Excerpt provided -
◇ ◇ ◇ ◇ ◇

A. 16-20. Reflection. Questions #1. and #2.
Go back and review other choices that Dena could have made in the course of the module. Think carefully about what occurred and answer questions #1 and #2 completely and with well-prepared thoughtfulness. Be specific in your responses and write in well-constructed sentences.
See Grading Rubric for this portion.
Your responses need to demonstrate that you have followed and completed the module. (10 points together for questions 1 and 2; see rubric)
- The nursing program’s End-of-Program Student Learning Outcome #3 is:
Utilize holistic information to provide evidence-based patient care that contributes to continuously improving care processes
• Reflecting on this, what types of decisions that Dena made led to a positive outcome for the patient(s) and which ones led to negative outcomes?
Give an example of at least one positive outcome and at least one negative one. Explain how using evidence to make decisions is part of improving patient care processes.
In terms of infection control, the smallest decision can make all the difference in terms of outcome. This module is a good illustration of how decisions made by Dena lead to either a negative result or a positive outcome. From a positive point of view, Dena knew how to educate her colleagues at the right time and make the difference. Notably, when she stopped, educated Ashley about MRSA, and instructed her to wear her gowns and gloves before going back in the patient room. This action has helped to prevent the spread of infection. within the hospital and especially prevented the spread of the virus from one patient to another. The fight against infection may sometimes signify new commitments and holding yourself to a higher standard on behalf of your patients
Dena also did little professionalism in some cases, which led to either the death of a patient or the endangerment of others. Indeed, by allowing Ashley to enter the room of a patient suffering from MRSA without protective equipment. Her action then put all the patients in the hospital at risk for sepsis infection. A stronger commitment to following standard precaution can save countless lives and avoid a tragic end for patients.
- The nursing program’s End-of-Program Student Learning Outcome #2 is:
Communicate effectively to deliver coordinated, interprofessional care through teamwork and collaboration.
• A. Is infection prevention a team responsibility or an individual one or both? Why?
it is a team responsibility to prevent infection in health care settings. Every single person involves with the patient should be concerned by the prevention and the infection control, even family member. As we saw on the video, the negative outcome related to the sepsis issue that leads to the death of the patient start with a misconduct of a family member you did not remove her gloves after carrying or her sick dad. Therefore, everybody else on the team did not follow the prevention rules. The rest of the health care team should have cut the chain of infection if they had followed the principles of prevention. We have nurse Dena who, in addition to not educating the daughter of the patient suffering from MRSA, does not find it useful to disinfect the contaminated space by the infected gangs. Then the disaster continued with the lack of professionalism of the medical team, especially the newly hired nurse who did not wash these hands before slipping these gangs, nor followed the protocol when she removed these gangs while she performed his procedure. We also have the young doctor who dare not question the experience of his colleague for fear of being frowned upon. All of this series of fact shows us how active, educational, and conscious collaboration can change the game regarding infection control.

◇ ◇ ◇ ◇ ◇

Exercise tasks -
- a) Reproduce word for word the part of the nursing reflection that begins at the words "A. 16-20. Reflection." and ends after "to negative outcomes?".
- b) Say whether each statement agrees with the nursing reflection, answering yes or no and quoting the words that decide it. (i) Dena told Ashley to put on gowns and gloves before going back into the patient room. (ii) Infection prevention is described as only an individual responsibility. (iii) The young doctor questioned his colleague's experience.
The rows have no connection to the nursing reflection.

◇ ◇ ◇ ◇ ◇

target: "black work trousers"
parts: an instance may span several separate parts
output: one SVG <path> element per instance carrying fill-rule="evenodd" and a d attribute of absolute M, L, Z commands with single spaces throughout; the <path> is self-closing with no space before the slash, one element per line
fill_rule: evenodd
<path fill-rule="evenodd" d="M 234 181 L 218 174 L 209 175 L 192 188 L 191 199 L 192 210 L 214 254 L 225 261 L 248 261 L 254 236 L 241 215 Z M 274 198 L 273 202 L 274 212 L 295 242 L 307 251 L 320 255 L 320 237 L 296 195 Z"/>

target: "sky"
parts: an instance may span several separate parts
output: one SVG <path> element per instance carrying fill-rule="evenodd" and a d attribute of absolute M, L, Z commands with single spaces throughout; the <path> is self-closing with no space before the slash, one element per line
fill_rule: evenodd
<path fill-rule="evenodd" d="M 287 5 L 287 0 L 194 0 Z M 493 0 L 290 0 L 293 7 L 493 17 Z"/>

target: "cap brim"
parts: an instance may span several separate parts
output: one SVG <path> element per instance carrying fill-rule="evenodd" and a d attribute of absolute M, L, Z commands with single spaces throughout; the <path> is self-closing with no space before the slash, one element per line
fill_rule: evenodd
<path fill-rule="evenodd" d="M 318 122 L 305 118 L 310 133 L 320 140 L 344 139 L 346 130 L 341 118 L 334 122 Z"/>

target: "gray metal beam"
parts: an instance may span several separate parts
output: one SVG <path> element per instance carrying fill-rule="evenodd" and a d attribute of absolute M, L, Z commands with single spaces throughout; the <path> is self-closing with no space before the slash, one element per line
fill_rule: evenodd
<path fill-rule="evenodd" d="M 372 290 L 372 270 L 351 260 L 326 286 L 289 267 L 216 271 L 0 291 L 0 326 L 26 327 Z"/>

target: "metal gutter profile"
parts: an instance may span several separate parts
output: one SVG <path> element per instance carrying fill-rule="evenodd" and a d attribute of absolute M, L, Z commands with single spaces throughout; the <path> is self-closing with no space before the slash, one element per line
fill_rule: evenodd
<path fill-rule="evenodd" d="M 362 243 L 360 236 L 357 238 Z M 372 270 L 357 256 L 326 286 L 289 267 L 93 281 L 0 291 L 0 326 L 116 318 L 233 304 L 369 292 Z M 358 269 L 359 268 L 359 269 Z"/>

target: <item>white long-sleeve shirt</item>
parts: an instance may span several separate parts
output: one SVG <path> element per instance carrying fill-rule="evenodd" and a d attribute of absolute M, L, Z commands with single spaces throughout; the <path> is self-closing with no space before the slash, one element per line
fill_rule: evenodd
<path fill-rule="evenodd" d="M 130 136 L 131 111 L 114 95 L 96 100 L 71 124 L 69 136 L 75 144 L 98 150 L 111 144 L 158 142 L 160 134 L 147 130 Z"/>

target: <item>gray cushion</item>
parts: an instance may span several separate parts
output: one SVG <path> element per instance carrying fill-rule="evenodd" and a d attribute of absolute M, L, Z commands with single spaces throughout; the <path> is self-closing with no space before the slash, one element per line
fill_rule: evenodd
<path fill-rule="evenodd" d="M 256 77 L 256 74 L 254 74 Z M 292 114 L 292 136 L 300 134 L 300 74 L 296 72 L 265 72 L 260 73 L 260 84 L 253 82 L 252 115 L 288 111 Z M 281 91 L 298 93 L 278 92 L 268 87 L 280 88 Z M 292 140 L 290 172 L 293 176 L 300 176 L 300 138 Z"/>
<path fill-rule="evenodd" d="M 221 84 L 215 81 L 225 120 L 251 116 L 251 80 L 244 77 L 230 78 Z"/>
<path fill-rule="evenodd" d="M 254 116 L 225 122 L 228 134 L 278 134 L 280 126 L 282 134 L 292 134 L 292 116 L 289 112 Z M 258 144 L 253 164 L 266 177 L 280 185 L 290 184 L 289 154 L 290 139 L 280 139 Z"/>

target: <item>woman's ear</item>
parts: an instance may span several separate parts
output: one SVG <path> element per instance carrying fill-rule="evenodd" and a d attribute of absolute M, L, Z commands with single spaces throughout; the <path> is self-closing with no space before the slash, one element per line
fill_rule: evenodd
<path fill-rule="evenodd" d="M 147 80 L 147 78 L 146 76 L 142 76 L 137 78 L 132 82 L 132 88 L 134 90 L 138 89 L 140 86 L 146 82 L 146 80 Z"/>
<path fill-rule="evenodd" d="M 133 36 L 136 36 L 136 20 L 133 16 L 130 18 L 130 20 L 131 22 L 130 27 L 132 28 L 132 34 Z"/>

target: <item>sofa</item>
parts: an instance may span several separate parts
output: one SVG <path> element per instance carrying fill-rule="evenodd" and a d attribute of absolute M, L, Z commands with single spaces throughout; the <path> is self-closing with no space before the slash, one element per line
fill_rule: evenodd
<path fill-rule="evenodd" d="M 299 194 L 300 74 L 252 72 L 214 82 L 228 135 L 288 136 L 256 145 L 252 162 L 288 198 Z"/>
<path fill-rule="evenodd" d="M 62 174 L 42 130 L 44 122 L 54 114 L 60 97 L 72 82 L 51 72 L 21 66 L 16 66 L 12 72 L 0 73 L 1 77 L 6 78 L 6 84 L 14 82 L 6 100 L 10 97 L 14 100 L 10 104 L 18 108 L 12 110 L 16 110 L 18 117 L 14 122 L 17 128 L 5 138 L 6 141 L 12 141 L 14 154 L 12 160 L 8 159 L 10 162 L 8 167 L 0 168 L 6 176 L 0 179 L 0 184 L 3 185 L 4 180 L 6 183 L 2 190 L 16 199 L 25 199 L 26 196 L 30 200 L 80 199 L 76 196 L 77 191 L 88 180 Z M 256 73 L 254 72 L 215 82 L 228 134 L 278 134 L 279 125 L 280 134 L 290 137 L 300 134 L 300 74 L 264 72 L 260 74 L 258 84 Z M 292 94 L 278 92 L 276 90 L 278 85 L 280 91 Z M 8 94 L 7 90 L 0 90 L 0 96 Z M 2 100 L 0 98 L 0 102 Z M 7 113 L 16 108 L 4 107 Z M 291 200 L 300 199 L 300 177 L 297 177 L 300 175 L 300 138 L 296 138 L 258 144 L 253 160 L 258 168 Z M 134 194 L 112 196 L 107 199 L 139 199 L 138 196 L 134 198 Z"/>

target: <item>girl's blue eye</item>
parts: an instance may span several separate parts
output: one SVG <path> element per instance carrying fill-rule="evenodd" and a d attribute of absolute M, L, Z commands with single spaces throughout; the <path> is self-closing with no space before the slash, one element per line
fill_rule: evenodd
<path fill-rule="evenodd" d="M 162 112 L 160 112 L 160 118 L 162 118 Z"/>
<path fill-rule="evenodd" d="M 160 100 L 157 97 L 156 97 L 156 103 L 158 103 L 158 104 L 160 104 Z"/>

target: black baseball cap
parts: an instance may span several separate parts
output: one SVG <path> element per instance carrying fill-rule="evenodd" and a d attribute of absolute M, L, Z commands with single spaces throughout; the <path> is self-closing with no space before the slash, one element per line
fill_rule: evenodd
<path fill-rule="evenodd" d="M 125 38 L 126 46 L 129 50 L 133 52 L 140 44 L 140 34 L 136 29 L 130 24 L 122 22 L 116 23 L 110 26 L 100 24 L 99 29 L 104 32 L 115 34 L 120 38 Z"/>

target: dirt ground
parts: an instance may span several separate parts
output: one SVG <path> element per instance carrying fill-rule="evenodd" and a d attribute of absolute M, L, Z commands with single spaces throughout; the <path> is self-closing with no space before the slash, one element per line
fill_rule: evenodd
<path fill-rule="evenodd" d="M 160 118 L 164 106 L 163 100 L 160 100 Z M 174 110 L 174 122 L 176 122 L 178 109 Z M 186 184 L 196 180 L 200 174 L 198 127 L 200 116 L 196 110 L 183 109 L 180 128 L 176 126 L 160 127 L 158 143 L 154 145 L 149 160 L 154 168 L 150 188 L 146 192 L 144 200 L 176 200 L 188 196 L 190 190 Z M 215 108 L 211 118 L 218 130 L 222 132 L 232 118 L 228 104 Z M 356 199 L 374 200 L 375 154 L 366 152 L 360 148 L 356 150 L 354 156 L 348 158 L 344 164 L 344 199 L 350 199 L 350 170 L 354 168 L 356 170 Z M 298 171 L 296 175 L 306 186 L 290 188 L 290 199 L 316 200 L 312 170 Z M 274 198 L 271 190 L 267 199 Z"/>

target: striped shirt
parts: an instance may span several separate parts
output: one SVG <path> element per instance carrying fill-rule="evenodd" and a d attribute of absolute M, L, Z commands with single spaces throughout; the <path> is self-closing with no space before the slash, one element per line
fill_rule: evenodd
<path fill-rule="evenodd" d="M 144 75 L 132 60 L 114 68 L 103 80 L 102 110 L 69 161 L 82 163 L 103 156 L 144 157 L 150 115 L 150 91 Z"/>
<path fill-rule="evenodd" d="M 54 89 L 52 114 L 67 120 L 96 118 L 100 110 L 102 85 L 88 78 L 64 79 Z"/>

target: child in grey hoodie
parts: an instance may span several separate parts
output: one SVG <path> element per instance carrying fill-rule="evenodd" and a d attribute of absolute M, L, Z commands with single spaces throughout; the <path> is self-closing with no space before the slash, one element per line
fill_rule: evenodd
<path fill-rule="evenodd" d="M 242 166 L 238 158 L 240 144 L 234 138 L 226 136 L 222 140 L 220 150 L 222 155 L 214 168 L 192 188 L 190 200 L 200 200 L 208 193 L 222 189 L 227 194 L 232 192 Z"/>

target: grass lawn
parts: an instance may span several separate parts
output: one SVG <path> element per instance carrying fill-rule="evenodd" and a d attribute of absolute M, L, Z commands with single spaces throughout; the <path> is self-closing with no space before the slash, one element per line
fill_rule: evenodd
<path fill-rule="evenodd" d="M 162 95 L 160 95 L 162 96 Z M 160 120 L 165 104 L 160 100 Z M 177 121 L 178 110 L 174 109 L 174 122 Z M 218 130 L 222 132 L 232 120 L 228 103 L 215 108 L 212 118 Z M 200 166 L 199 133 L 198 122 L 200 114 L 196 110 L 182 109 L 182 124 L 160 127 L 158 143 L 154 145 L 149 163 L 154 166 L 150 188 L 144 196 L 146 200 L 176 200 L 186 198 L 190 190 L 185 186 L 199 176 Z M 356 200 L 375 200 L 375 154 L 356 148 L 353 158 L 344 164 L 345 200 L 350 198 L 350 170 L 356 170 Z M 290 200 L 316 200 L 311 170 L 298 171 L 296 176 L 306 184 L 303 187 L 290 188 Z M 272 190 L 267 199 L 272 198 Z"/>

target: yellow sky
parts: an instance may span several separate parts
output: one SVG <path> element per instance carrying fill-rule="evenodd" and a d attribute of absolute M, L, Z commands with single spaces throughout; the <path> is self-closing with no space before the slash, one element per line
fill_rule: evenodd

◇ ◇ ◇ ◇ ◇

Solutions -
- a)
A. 16-20. Reflection. Questions #1. and #2.
Go back and review other choices that Dena could have made in the course of the module. Think carefully about what occurred and answer questions #1 and #2 completely and with well-prepared thoughtfulness. Be specific in your responses and write in well-constructed sentences.
See Grading Rubric for this portion.
Your responses need to demonstrate that you have followed and completed the module. (10 points together for questions 1 and 2; see rubric)
- The nursing program’s End-of-Program Student Learning Outcome #3 is:
Utilize holistic information to provide evidence-based patient care that contributes to continuously improving care processes
• Reflecting on this, what types of decisions that Dena made led to a positive outcome for the patient(s) and which ones led to negative outcomes?

- b)
(i) Yes: "instructed her to wear her gowns and gloves before going back in the patient room"
(ii) No: "it is a team responsibility to prevent infection in health care settings"
(iii) No: "the young doctor who dare not question the experience of his colleague for fear of being frowned upon"